» Exercise aim
The data below calls for an exact copy.

Stored data entries:
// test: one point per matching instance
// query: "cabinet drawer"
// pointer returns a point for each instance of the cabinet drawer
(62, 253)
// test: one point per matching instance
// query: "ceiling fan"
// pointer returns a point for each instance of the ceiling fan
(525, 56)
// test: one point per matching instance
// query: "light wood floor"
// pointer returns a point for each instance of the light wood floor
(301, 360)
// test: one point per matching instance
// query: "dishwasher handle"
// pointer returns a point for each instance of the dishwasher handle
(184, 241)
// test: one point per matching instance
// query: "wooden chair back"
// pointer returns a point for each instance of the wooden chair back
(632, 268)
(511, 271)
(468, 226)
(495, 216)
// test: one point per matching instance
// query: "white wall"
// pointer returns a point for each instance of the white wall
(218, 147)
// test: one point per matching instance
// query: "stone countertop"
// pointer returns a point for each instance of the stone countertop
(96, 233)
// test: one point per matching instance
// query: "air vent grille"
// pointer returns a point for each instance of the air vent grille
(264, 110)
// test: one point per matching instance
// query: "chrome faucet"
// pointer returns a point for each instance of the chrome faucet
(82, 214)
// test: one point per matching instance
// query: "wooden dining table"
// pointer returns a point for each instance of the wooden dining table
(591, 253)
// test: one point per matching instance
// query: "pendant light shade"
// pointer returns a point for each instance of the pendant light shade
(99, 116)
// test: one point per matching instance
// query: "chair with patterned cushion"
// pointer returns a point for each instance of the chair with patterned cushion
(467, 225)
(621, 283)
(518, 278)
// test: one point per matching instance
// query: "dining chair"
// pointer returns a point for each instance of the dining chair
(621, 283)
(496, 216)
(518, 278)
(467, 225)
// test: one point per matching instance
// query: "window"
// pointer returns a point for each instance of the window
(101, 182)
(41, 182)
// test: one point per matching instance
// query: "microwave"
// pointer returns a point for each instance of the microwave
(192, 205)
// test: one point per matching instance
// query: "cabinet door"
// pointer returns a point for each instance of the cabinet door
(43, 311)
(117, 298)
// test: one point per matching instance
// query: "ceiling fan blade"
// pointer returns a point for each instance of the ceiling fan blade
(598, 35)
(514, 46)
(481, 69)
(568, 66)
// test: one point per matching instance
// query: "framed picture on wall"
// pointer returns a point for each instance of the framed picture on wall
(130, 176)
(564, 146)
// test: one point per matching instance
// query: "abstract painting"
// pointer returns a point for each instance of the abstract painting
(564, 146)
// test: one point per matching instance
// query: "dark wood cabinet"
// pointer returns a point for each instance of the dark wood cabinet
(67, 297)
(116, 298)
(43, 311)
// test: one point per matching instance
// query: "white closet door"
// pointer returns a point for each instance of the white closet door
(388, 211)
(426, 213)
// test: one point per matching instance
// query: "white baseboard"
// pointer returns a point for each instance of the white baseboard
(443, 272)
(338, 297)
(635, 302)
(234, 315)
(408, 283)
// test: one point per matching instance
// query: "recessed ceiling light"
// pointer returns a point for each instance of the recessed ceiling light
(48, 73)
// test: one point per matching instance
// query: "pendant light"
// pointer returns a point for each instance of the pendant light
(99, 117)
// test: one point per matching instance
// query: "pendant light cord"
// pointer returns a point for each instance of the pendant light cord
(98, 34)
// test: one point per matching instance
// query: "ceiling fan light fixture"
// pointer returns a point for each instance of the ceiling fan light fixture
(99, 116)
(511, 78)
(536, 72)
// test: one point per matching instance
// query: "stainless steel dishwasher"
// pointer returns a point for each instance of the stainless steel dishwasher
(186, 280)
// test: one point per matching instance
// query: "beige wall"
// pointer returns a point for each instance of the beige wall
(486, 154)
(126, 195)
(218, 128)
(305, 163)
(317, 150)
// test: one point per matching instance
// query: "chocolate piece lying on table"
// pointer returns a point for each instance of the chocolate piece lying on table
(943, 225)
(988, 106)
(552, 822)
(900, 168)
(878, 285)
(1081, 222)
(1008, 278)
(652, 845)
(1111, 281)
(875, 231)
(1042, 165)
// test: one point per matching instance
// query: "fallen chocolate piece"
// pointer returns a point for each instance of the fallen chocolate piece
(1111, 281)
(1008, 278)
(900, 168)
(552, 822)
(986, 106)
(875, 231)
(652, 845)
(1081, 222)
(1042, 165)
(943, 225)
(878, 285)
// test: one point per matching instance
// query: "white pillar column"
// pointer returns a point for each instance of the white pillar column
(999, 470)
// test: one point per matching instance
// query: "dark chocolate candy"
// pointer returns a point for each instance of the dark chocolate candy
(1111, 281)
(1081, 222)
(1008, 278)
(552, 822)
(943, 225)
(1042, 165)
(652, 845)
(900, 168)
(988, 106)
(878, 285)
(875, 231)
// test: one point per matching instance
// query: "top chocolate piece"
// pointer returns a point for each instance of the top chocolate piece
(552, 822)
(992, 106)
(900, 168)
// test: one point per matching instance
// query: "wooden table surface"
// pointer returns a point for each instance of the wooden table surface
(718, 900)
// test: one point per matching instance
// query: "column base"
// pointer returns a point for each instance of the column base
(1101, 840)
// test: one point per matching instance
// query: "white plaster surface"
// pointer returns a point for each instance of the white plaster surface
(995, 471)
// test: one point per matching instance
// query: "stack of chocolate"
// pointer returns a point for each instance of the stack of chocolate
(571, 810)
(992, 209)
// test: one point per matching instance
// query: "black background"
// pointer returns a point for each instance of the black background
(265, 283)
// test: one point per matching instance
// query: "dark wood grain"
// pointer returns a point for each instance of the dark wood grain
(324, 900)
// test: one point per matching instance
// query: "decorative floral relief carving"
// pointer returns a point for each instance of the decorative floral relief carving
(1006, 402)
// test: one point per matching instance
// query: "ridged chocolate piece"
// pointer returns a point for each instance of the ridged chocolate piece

» Answer box
// test: one point per matching instance
// query: "cabinet drawer"
// pointer returns a point for each instance of the cabinet drawer
(62, 253)
// test: one point per matching instance
// query: "ceiling fan"
// pointer returns a point for each instance of the ceiling fan
(525, 56)
// test: one point per matching instance
// query: "light wood floor"
// pointer returns a point for each instance of the light wood floor
(301, 360)
// test: one point per matching instance
// query: "dishwasher handle"
// pointer returns a point for each instance of the dishwasher handle
(184, 241)
// test: one point per matching instance
// query: "wooden chair back"
// pointer returns a point for each instance of the wooden chair back
(632, 268)
(511, 271)
(468, 226)
(495, 216)
// test: one point per matching instance
// query: "white wall"
// pointer returns a point for each instance of the white wall
(218, 147)
// test: one point per matching instance
// query: "stone countertop"
// pointer returns a point for each instance of the stone countertop
(96, 233)
// test: one point per matching instance
// query: "air vent grille"
// pointer returns a point for each instance of the air vent grille
(264, 110)
// test: one point per matching instance
// query: "chrome faucet"
// pointer returns a point for each instance of the chrome faucet
(82, 214)
// test: one point per matching instance
// query: "wooden dining table"
// pointer returns a point for each instance of the wooden dining table
(591, 253)
// test: one point per matching instance
// query: "pendant light shade"
// pointer returns a point for each instance of the pendant light shade
(99, 116)
// test: one point per matching instance
// query: "chair with patterned cushion"
// pointer returns a point for each instance of the chair with patterned cushion
(467, 225)
(621, 283)
(518, 278)
// test: one point per matching instance
// query: "dining chair"
// pointer returns a point for each instance of the dining chair
(621, 283)
(496, 216)
(518, 278)
(467, 225)
// test: one point per matching instance
// query: "window"
// pointer returns a point for each instance of the window
(101, 182)
(41, 182)
// test: one point per matching instance
// query: "microwave"
// pointer returns a point for each instance of the microwave
(192, 205)
// test: one point per matching instance
// query: "cabinet door"
// pointer returns a point for each instance of the cabinet door
(43, 311)
(117, 298)
// test: one point per matching instance
// query: "ceiling fan blade"
// pointer returns a point for each instance of the ceiling fan blade
(598, 35)
(514, 46)
(481, 69)
(568, 66)
// test: one point per matching instance
// query: "framed picture on wall"
// pointer returns a point for each instance of the framed picture on wall
(130, 176)
(564, 146)
// test: one point per matching instance
// query: "abstract painting"
// pointer returns a point for each instance of the abstract painting
(564, 146)
// test: one point per matching instance
// query: "dark wood cabinet"
// pointer returns a point for each instance of the dark wood cabinet
(67, 297)
(116, 298)
(43, 311)
// test: one point per matching instance
// query: "white closet door"
// pointer returns a point for each instance of the white closet door
(388, 211)
(426, 213)
// test: one point per matching instance
// query: "white baseboard"
// pointer returns a point for each instance of the white baseboard
(443, 272)
(338, 297)
(635, 302)
(234, 315)
(408, 283)
// test: one point per matching instance
// query: "recessed ceiling light"
// pointer returns a point for each instance of the recessed ceiling light
(48, 73)
// test: one point per matching instance
// query: "pendant light"
// pointer returns a point for each instance of the pendant light
(99, 117)
// test: one point per matching instance
// query: "pendant light cord"
// pointer returns a point for each instance of the pendant light cord
(98, 34)
// test: one point per matching instance
// query: "ceiling fan light fixture"
// pointer returns a point for each instance of the ceiling fan light fixture
(99, 116)
(511, 78)
(536, 72)
// test: one point per matching instance
// query: "stainless steel dishwasher"
// pointer returns a point for each instance of the stainless steel dishwasher
(186, 280)
// test: one point per matching instance
// query: "beige wall"
// pointer returns a point for each instance of the beige wall
(486, 154)
(126, 195)
(218, 128)
(305, 163)
(317, 150)
// test: one point per matching instance
// query: "chocolate piece lying on table"
// pointer returns a point for each instance of the chocolate piece lying on table
(943, 225)
(988, 106)
(552, 822)
(900, 168)
(878, 285)
(1081, 222)
(1008, 278)
(652, 845)
(1111, 281)
(875, 231)
(1042, 165)
// test: one point per matching instance
// query: "fallen chocolate piece"
// pointer returns a point for each instance of the fallen chocolate piece
(1111, 281)
(1008, 278)
(900, 168)
(552, 822)
(986, 106)
(875, 231)
(652, 845)
(1081, 222)
(1042, 165)
(943, 225)
(878, 285)
// test: one point per matching instance
// query: "white pillar column"
// pointer returns a point for each instance of the white pillar column
(999, 470)
// test: one point per matching instance
// query: "dark chocolate candy"
// pointer returns a point for each instance of the dark chocolate candy
(1111, 281)
(1081, 222)
(1008, 278)
(552, 822)
(943, 225)
(1042, 165)
(652, 845)
(900, 168)
(988, 106)
(878, 285)
(875, 231)
// test: one point per matching instance
// query: "top chocolate piece"
// pointer returns a point for each instance of the top chocolate piece
(552, 822)
(992, 106)
(900, 168)
// test: one point per matching instance
// query: "wooden table surface"
// pointer returns a point for each instance of the wooden table surface
(718, 900)
// test: one point per matching instance
// query: "column base"
// pointer returns a point for each instance of the column base
(1101, 840)
// test: one point per matching instance
// query: "white plaster surface"
// pointer returns a point for each instance of the white plaster surface
(995, 471)
// test: one point per matching instance
// query: "stack of chocolate"
// pointer returns a point for each instance of the stack of chocolate
(571, 810)
(992, 209)
// test: one point per matching instance
// query: "black background"
// pointer returns a point for each instance of the black background
(265, 283)
// test: one point per matching instance
// query: "dark wood grain"
// pointer returns a point for each instance of the dark wood grain
(324, 900)
// test: one point per matching instance
// query: "decorative floral relief carving"
// pointer returns a point for each instance of the decorative floral relief carving
(1006, 402)
// test: one point per matching instance
// query: "ridged chocolate piece"
// pointer returns a point for each instance of the ridged chocolate piece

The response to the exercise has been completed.